**Selected passage**.
Blooingdale Township

Important News

Property Taxes and the Real Estate Market
John T. Dabrowski, Township Assessor

Beginning in 2008, our area saw four years of volatile and declining home values. In 2014 and continuing in 2018, the real estate market in northern Illinois began to rebound. Though most sale prices are still below pre-2008 levels, the market seems to have turned a corner.


But despite property values starting to increase over the past few years, we still have a long way to go. Yet even with the lower values, we still see our property taxes increasing. This is a very challenging concept for property owners to accept.


2019 will be our next General Reassessment Year (formerly called the Quadrennial), which occurs every four years as mandated by State law. Our last Quadrennial was 2015. For the 2015 Quadrennial, all properties were reviewed and reassessed for market value and uniformity.


As the Assessor, I'm responsible for assessing property at one-third of the fair market value. Properties are valued as of January 1st of each year based upon the three prior years' sales. However, the county and the state monitor assessor values so that values throughout the county and state are equitably assessed. The formulas that are used to measure our accuracy and equity always include consideration of actual sales over a three-year period as required by law.

Therefore, when our office valued properties as of January 1st, 2018 for the 2018 Assessment Year (which is the assessment that your tax bill payable in 2019 is based upon), we were obligated by law to look back at the sales that took place during 2015, 2016, and 2017.


We are not permitted to just look at the marketplace that existed on January 1st, 2018.

At the bottom of this page is a chart that illustrates Residential sales activity in Bloomingdale Township from 2009 through 2017, using sales ranges beginning with the lowest single-family Residential property sale and ending with the highest single-family Residential property sale. Back in 2008, we experienced the first real decline in the sales range of homes in decades, a trend that continued through 2013 (though we did see sales prices trending back upward in 2014-2017). Much of this drop in value has taken the form of compulsory sales, property transfers that typically take place in distressed circumstances. In the past, State statute prohibited Assessors from considering these sales for property assessment purposes, but now those circumstances have changed.

**Written exercise 1**. Please reproduce the stretch of the property tax article from "Beginning in 2008, our" through "turned a corner." word for word.

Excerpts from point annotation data
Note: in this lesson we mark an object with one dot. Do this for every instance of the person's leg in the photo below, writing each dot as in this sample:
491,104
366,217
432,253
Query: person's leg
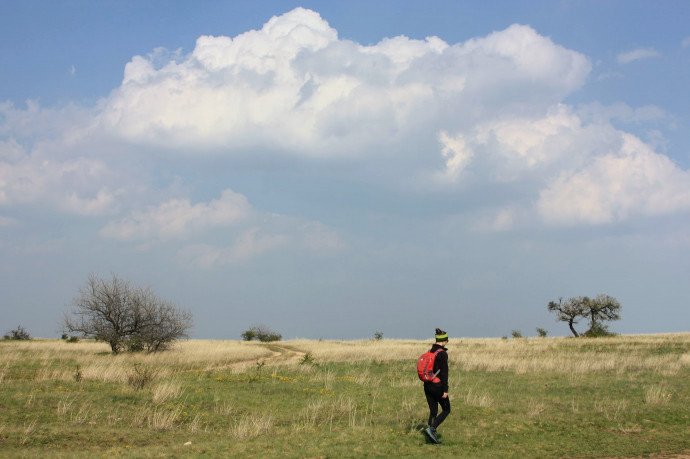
433,398
445,407
432,401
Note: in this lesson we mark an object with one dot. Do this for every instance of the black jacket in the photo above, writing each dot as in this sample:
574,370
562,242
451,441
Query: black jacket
440,363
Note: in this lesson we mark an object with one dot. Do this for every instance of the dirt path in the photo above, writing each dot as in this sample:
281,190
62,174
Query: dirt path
279,354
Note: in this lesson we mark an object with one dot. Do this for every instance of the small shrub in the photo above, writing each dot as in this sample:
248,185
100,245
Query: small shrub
262,333
308,359
135,345
20,334
599,331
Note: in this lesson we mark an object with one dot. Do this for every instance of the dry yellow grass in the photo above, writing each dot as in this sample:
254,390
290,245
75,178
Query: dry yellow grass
92,361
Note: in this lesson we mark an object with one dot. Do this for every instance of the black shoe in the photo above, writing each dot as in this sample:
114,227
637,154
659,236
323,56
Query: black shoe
430,432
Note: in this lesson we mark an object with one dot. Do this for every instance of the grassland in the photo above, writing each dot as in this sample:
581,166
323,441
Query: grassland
626,396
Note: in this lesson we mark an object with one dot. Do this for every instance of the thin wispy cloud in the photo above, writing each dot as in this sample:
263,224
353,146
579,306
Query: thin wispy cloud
636,55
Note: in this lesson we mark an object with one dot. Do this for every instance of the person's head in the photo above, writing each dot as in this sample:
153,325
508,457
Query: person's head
441,337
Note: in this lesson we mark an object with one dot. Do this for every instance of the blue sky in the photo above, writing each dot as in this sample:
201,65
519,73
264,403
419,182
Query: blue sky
335,169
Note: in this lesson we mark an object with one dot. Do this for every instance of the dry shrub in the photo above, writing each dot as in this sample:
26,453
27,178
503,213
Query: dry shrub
535,408
657,395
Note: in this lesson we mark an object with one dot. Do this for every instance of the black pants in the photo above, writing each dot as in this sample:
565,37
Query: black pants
434,397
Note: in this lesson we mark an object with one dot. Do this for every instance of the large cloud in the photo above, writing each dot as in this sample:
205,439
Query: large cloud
483,114
293,85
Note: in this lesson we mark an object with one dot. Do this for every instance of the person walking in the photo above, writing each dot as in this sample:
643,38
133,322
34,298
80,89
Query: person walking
436,390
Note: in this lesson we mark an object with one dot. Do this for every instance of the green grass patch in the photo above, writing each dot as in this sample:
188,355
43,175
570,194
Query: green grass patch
630,401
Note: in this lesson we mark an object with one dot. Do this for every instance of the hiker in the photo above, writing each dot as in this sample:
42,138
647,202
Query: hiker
436,390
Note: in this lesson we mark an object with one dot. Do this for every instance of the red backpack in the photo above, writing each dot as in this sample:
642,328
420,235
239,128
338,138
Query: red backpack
425,367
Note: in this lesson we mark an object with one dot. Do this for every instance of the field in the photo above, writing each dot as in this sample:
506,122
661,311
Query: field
626,396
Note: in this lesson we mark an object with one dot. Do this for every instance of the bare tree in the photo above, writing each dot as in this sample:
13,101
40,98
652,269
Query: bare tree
602,308
598,310
569,311
126,316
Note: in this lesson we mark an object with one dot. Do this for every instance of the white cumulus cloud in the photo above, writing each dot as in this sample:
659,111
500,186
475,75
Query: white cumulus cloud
295,86
613,187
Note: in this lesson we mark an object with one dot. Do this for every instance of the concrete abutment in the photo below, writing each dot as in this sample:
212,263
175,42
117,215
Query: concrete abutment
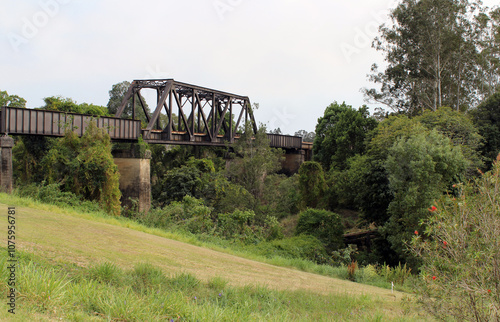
6,176
135,181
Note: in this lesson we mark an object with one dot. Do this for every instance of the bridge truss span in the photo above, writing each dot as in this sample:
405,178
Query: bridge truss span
189,113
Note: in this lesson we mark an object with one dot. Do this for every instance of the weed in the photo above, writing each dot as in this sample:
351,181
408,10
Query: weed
106,273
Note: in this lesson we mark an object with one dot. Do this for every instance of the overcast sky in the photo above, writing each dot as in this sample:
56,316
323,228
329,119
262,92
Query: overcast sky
293,57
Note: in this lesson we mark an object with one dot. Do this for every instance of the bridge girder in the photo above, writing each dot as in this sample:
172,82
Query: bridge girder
201,111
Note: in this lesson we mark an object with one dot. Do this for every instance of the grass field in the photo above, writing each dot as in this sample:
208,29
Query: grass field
62,239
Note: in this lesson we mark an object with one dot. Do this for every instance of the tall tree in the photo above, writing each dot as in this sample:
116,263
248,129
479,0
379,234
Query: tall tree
432,50
340,134
253,159
116,95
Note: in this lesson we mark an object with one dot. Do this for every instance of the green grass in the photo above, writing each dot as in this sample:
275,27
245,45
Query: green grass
136,270
104,292
210,242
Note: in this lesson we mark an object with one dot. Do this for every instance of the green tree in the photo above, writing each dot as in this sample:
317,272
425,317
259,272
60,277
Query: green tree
420,168
487,119
116,95
312,185
58,103
85,167
460,272
324,225
432,52
340,134
11,100
306,136
460,129
253,160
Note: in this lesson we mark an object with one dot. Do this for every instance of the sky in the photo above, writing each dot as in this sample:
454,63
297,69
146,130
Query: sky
292,57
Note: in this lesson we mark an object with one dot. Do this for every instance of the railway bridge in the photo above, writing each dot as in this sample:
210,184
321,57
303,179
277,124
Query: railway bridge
184,114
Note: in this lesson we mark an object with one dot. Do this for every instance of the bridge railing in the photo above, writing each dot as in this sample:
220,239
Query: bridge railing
285,141
54,123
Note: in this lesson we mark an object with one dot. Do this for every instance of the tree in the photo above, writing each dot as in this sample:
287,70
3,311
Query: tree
11,100
62,104
324,225
312,185
252,160
460,272
487,119
461,130
432,52
420,169
85,167
340,134
306,136
116,95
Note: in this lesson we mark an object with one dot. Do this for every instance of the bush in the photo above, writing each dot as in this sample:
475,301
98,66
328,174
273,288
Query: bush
460,275
51,194
324,225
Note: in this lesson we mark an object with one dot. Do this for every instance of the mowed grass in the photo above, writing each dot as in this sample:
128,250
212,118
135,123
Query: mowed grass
71,242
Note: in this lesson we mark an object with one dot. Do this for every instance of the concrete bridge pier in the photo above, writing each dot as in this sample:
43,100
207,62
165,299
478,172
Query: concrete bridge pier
135,182
6,145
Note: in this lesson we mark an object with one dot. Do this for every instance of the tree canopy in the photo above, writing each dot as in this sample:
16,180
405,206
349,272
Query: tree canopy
438,53
340,134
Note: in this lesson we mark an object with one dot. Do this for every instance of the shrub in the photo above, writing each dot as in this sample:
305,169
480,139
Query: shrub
324,225
51,194
298,247
235,224
460,275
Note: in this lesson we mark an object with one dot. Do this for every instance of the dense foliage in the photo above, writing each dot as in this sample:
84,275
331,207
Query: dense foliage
340,134
459,248
438,53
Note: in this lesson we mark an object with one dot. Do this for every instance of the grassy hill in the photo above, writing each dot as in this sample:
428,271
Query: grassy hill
63,241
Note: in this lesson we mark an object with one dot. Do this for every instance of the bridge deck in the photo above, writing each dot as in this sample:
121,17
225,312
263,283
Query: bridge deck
19,121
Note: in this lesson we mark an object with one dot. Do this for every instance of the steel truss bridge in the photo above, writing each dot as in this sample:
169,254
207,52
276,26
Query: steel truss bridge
185,114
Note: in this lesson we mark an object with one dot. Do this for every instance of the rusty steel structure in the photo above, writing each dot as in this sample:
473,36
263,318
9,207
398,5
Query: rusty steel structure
23,121
204,116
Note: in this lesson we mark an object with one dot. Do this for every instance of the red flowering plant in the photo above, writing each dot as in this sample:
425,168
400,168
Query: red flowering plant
459,251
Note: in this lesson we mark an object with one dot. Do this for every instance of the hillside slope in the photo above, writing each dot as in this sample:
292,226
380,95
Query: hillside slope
60,236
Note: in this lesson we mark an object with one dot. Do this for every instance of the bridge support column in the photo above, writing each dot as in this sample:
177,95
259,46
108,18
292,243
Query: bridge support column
135,181
6,145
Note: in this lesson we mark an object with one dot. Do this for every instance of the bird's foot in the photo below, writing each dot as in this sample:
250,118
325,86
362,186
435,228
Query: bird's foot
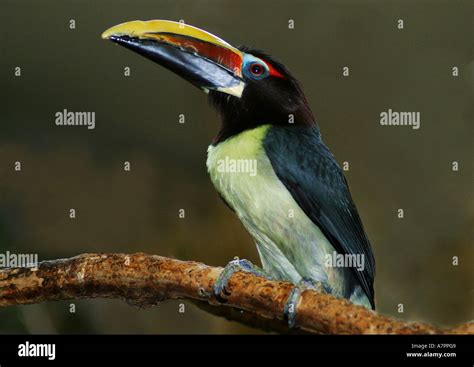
220,286
295,295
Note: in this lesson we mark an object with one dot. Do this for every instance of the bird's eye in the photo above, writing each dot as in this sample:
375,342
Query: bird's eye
256,69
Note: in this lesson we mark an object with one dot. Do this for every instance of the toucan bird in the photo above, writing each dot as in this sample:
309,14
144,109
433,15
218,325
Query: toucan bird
295,202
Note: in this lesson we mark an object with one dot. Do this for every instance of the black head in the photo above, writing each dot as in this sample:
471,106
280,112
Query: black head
271,96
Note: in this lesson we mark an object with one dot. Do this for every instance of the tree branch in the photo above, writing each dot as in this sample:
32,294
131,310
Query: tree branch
145,280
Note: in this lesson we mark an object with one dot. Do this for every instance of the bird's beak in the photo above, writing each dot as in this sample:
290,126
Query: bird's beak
196,55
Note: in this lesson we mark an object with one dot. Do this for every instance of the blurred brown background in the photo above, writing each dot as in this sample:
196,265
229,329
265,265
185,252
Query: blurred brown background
137,121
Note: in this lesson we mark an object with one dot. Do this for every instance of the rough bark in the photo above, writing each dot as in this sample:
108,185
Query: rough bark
145,280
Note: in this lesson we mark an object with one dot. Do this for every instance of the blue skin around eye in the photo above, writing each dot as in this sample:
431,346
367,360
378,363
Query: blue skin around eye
248,61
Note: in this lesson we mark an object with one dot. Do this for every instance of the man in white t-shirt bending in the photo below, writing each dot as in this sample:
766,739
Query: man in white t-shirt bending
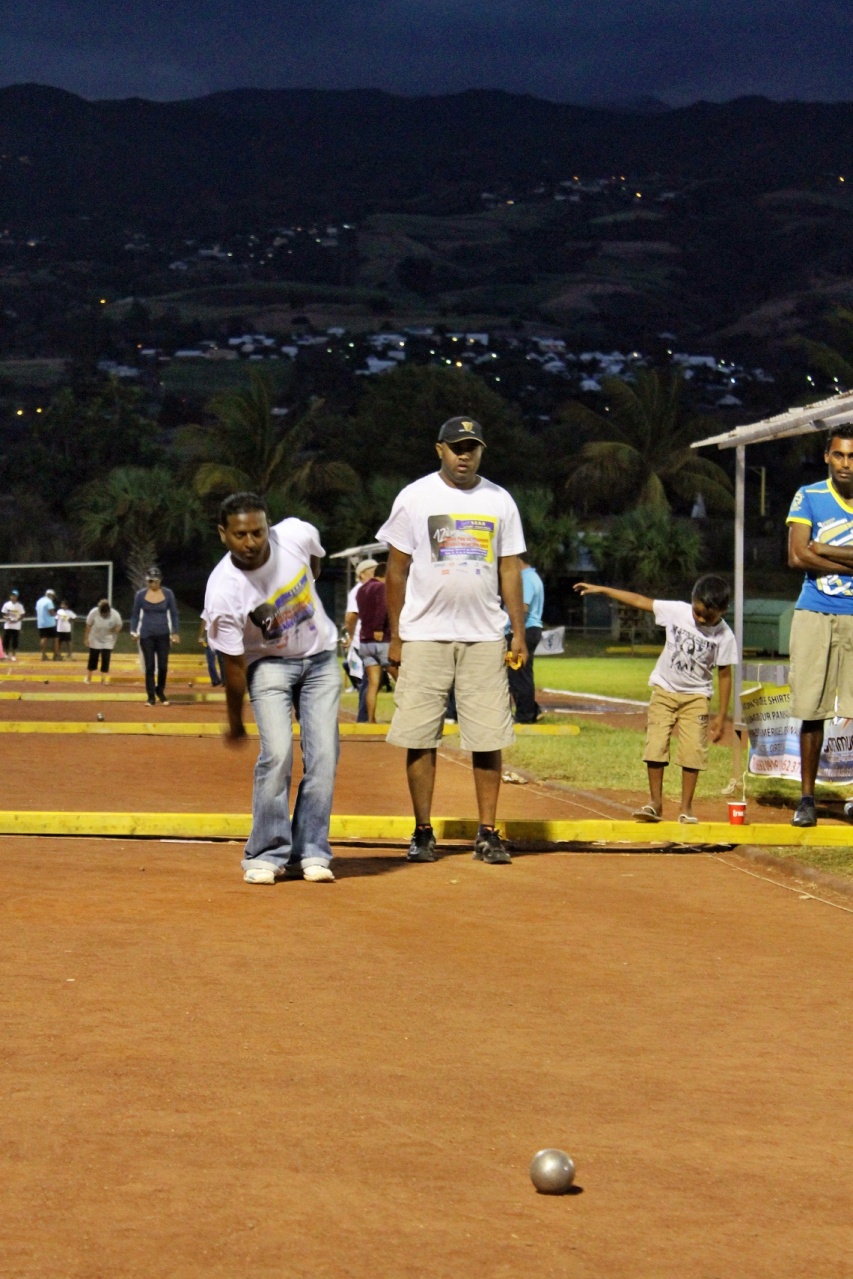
265,618
454,544
682,682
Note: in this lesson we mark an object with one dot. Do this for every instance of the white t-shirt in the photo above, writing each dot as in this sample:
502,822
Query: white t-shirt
455,539
691,652
12,614
274,610
102,631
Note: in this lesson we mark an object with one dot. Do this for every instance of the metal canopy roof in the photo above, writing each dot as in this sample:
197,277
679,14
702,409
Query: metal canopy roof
835,411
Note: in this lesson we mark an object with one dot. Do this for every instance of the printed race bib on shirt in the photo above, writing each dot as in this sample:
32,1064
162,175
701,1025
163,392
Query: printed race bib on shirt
462,539
285,609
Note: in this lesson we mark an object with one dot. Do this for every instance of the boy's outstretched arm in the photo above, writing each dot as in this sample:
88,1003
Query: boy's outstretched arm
629,597
724,688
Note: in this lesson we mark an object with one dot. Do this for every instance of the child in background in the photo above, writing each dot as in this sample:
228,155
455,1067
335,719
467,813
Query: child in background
682,682
64,620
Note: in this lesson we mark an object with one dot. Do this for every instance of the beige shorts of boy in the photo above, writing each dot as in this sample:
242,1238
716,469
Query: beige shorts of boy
429,669
689,711
821,665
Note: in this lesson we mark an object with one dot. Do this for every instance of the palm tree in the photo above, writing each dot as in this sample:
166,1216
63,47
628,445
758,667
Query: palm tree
250,449
638,452
649,551
136,512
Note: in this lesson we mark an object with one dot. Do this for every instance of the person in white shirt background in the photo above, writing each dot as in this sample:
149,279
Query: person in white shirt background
65,618
12,612
682,682
454,541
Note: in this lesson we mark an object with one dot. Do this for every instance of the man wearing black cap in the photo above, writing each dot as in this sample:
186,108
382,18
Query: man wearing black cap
454,541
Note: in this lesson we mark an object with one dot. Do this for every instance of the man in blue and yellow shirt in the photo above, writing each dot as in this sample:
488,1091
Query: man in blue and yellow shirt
820,541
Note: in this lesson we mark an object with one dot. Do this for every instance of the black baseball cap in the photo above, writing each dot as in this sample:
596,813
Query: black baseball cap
461,429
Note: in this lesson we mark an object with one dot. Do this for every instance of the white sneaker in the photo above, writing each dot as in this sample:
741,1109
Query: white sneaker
319,875
262,872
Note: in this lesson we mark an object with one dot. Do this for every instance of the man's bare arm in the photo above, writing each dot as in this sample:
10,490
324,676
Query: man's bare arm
395,580
509,573
803,553
234,696
724,684
629,597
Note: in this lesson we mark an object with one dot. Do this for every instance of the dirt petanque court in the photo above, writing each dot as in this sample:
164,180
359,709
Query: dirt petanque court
206,1078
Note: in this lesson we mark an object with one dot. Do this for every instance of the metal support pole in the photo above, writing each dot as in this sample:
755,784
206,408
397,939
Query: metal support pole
739,504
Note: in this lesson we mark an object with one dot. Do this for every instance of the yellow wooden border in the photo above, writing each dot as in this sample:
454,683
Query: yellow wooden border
175,728
105,697
187,825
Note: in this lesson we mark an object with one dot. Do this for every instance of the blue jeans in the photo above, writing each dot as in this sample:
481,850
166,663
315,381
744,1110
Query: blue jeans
276,684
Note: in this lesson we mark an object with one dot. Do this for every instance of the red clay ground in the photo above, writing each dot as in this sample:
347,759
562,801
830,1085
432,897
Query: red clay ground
203,1080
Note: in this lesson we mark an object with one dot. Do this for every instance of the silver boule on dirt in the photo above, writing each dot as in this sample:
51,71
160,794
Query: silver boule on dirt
551,1172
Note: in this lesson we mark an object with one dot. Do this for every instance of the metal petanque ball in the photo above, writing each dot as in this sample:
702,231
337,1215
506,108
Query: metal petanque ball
551,1172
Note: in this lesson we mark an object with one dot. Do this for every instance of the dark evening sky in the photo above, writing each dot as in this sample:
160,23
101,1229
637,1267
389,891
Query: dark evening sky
565,50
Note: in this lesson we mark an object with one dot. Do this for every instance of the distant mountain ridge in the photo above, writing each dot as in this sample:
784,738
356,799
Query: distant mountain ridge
247,154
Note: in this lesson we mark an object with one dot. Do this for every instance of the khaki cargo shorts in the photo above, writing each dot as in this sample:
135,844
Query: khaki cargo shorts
689,711
821,665
429,669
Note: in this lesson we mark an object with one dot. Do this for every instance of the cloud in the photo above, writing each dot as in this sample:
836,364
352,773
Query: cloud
568,50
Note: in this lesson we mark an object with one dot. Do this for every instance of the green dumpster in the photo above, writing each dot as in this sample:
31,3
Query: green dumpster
766,626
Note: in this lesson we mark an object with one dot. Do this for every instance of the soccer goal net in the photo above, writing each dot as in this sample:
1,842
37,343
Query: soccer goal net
81,582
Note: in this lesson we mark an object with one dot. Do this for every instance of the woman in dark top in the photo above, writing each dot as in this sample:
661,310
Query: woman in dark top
154,622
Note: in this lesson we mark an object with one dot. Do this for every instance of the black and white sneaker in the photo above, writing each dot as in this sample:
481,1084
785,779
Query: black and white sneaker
422,846
489,847
805,815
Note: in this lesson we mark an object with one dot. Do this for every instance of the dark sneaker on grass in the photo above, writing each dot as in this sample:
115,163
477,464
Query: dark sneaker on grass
805,815
422,846
489,847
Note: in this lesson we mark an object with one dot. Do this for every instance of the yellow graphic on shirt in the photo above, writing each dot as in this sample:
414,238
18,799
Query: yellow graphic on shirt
462,539
288,608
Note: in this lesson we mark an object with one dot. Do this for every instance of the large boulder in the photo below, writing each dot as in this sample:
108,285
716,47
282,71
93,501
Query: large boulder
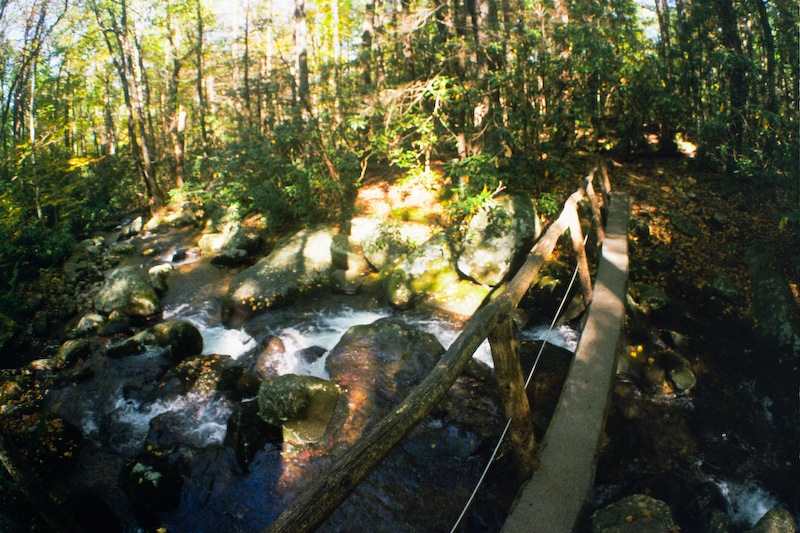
232,237
185,214
301,263
637,513
377,364
153,485
177,338
428,274
128,290
777,520
302,405
384,242
497,236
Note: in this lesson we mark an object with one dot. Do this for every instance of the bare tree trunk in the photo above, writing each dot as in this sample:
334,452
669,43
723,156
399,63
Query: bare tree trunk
202,106
302,88
737,77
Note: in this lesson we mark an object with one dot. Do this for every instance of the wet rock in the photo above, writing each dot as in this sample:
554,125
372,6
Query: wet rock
134,227
204,376
153,485
725,288
302,405
678,370
377,364
231,257
158,277
661,260
637,513
267,360
497,235
302,263
651,298
180,216
311,354
117,323
248,433
384,242
49,442
91,512
428,274
232,237
39,325
71,351
8,329
684,224
129,291
777,520
713,521
178,339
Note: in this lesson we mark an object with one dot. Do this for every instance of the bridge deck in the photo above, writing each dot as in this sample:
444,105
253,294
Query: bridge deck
552,501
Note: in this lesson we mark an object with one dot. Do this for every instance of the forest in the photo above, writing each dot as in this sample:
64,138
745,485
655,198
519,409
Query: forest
277,127
109,107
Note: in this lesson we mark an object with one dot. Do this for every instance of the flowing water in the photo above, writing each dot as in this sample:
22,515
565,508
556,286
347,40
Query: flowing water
126,403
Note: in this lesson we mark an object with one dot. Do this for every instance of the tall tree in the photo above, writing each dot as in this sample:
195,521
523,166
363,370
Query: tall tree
114,22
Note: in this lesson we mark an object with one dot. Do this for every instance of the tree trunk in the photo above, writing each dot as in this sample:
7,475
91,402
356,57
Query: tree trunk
737,78
302,88
202,106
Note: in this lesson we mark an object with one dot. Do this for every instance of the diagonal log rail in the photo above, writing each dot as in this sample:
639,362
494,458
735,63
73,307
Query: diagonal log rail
314,505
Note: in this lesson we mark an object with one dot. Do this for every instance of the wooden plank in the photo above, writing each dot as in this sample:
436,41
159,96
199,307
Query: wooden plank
576,234
554,497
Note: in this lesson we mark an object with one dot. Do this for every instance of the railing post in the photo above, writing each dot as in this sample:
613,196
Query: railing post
580,251
597,216
508,371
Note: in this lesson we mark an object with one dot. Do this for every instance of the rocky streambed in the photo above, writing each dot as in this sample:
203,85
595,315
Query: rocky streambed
205,376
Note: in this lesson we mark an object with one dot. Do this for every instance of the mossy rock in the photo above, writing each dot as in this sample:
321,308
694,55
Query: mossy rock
637,513
302,405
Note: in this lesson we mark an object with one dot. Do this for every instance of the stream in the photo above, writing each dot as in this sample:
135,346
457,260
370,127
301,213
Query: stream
127,406
730,443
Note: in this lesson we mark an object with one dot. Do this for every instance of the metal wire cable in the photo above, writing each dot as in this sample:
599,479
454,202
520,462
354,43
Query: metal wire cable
530,376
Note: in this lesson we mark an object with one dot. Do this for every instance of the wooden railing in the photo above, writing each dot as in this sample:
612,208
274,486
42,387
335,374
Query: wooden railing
492,321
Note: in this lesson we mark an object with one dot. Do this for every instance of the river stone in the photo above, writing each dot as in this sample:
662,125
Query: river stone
202,376
158,277
173,217
637,513
777,520
724,287
153,485
384,242
684,224
134,227
71,351
8,328
179,340
232,236
129,291
301,263
302,405
713,521
377,364
248,433
428,274
497,235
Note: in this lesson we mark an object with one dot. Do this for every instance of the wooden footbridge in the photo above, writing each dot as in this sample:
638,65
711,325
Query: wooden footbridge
561,470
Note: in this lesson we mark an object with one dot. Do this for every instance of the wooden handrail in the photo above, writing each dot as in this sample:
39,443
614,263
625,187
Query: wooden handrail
327,491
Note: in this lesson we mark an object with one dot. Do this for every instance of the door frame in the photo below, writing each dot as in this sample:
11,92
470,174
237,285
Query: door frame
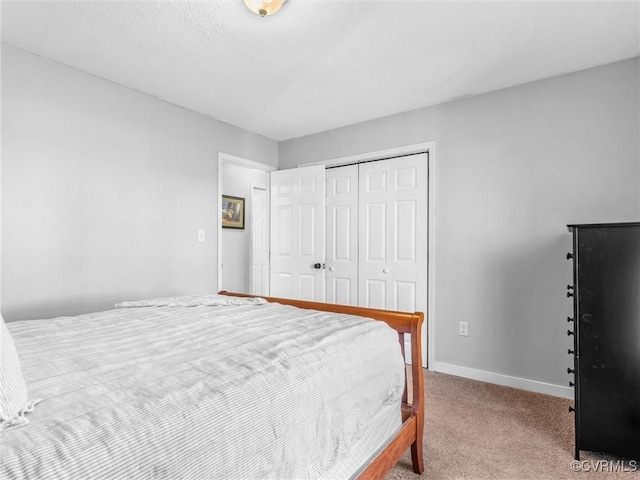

**Written exercise 2**. Pull out every line of the records that contains the word "concrete", matching its case exactly.

**Task output 1**.
Beginning in 2008, our area saw four years of volatile and declining home values. In 2014 and continuing in 2018, the real estate market in northern Illinois began to rebound. Though most sale prices are still below pre-2008 levels, the market seems to have turned a corner.

**Task output 2**.
Note: in this lesson we mark an object with one dot. Do this for every instance of the concrete abutment in the photo below, writing each dot as in this sample:
Query: concrete abutment
Note: in this lesson we mark an object with one dot. Do this for every instance of the concrete bridge pier in the photo above, writing each dot as in this sample:
Query: concrete bridge pier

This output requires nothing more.